**PASSAGE:**

"""

# horncliffe mansion and jag graveyard



## urbexmodel (Jun 21, 2013)

Brief history:- Horncliffe Mansion was once one of the finest houses in the region constructed in 1869. The property was originally built as a private dwelling for Mr Henry Hoyle Hardman, local mill owner and business man. In recent times the property has been used as a wedding venue and restaurant. The grade II listed property has become derelict and requires a comprehesive scheme of renovation.

Had a quick look round, the house is falling to bits so didnt spend long inside. Jag graveyard is interesting though


----------



## Neverwillchange (Jun 21, 2013)

Great pictures and report.


----------



## frizman (Jun 21, 2013)

I love the look of this place. Its only about 1/2 a mile from one of works storage yards. Must get there before they do something with it.. Did you not see the cars???

"""

**WHAT THIS EXERCISE ASKS:**
1. Reproduce the part of the Horncliffe Mansion thread between "Great pictures and" and "see the cars???", inclusive.
2. Continue the Horncliffe Mansion thread with the next reply after its last post.

**DATA EXTRACT:**
"""

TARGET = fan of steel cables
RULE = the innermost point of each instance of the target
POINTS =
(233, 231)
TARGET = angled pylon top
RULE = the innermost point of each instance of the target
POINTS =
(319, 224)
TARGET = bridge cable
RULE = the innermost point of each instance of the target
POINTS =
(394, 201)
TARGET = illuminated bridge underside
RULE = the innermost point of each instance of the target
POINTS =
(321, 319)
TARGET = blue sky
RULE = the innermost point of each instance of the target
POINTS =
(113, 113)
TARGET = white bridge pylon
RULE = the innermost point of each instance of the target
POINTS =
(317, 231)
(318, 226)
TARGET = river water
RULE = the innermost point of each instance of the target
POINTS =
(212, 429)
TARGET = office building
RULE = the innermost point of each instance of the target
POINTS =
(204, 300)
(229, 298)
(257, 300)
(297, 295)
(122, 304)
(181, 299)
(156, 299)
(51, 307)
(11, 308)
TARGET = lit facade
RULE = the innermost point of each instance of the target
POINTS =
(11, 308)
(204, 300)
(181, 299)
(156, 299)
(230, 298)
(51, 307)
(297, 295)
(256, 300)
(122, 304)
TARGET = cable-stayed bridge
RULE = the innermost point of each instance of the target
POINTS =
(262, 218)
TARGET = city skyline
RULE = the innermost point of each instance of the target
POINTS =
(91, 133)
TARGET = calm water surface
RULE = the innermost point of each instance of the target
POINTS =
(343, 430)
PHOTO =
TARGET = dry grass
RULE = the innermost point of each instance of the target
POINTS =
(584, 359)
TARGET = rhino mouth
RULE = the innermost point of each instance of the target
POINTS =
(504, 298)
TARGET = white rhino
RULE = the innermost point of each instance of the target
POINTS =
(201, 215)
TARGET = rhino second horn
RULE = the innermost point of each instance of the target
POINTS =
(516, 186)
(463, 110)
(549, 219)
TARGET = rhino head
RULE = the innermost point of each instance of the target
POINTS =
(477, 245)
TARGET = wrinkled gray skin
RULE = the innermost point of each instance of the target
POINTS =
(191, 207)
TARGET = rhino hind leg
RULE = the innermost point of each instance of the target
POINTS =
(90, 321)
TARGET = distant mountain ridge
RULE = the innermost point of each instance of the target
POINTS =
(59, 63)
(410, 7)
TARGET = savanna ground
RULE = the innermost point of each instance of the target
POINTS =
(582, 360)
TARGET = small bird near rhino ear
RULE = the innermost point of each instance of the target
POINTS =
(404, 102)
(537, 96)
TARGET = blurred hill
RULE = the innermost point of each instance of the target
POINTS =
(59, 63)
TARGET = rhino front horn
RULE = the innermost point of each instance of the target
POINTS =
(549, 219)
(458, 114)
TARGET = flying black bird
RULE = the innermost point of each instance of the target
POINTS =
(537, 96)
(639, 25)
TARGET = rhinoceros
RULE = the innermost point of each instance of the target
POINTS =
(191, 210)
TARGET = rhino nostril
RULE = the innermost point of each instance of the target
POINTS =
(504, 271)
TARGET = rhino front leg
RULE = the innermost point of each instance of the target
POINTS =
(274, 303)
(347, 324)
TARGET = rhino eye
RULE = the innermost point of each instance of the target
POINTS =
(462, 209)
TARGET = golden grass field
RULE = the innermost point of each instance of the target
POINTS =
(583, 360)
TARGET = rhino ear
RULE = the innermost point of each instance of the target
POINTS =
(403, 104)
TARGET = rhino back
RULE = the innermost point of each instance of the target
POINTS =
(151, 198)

"""

**WRITTEN RESPONSES:**
1.
Great pictures and report.


----------



## frizman (Jun 21, 2013)

I love the look of this place. Its only about 1/2 a mile from one of works storage yards. Must get there before they do something with it.. Did you not see the cars???

2.
----------



## ZerO81 (Jun 22, 2013)

Well, that place is 110% fooked now!

Glad I went when it was 'relatively' in one piece.




frizman said:


> Did you not see the cars???



Car shots are not allowed on DP, so they have been removed from the post by one of the admin chaps/chapesses.


----------



## urbexmodel (Jun 22, 2013)

yeah the cars are there not allowed to post them they been removed


----------



## Lucky Pants (Jun 22, 2013)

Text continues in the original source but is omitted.